◆ **Do this**: Each entry that follows is to be retyped exactly. Pictures do not belong in the copy.

Stored dataset items
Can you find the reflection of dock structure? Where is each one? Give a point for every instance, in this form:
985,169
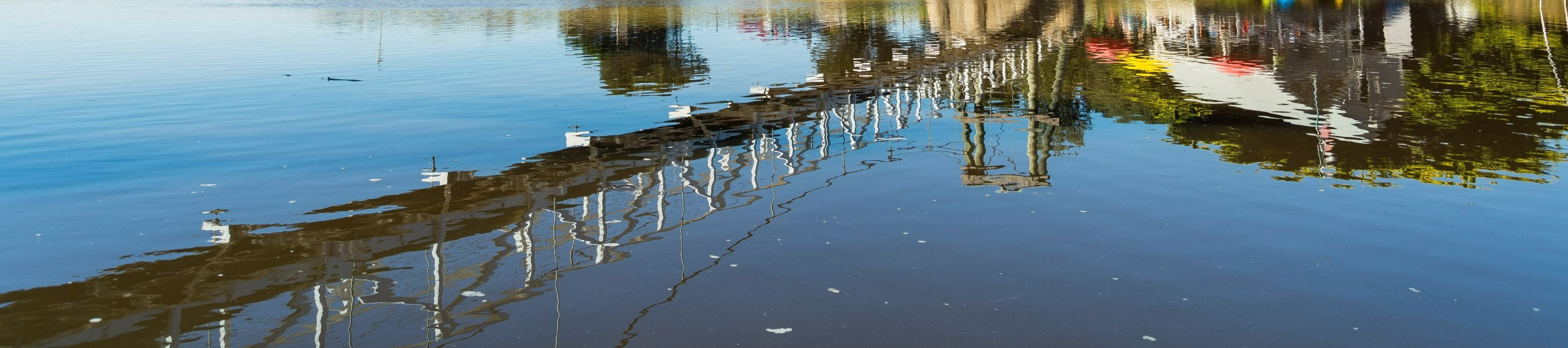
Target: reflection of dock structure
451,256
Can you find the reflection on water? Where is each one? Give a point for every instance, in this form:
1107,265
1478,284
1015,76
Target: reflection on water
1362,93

◆ **Result below**:
Can you find the reflection of dock structure? Where is each one? Give a point for every instance, in this form:
985,169
Target: reflection of dock structure
451,256
Can you find the reflection on water? Where is each one? Give a point for every instance, in this form:
1107,265
1478,284
1015,76
Target: reflection on water
1362,93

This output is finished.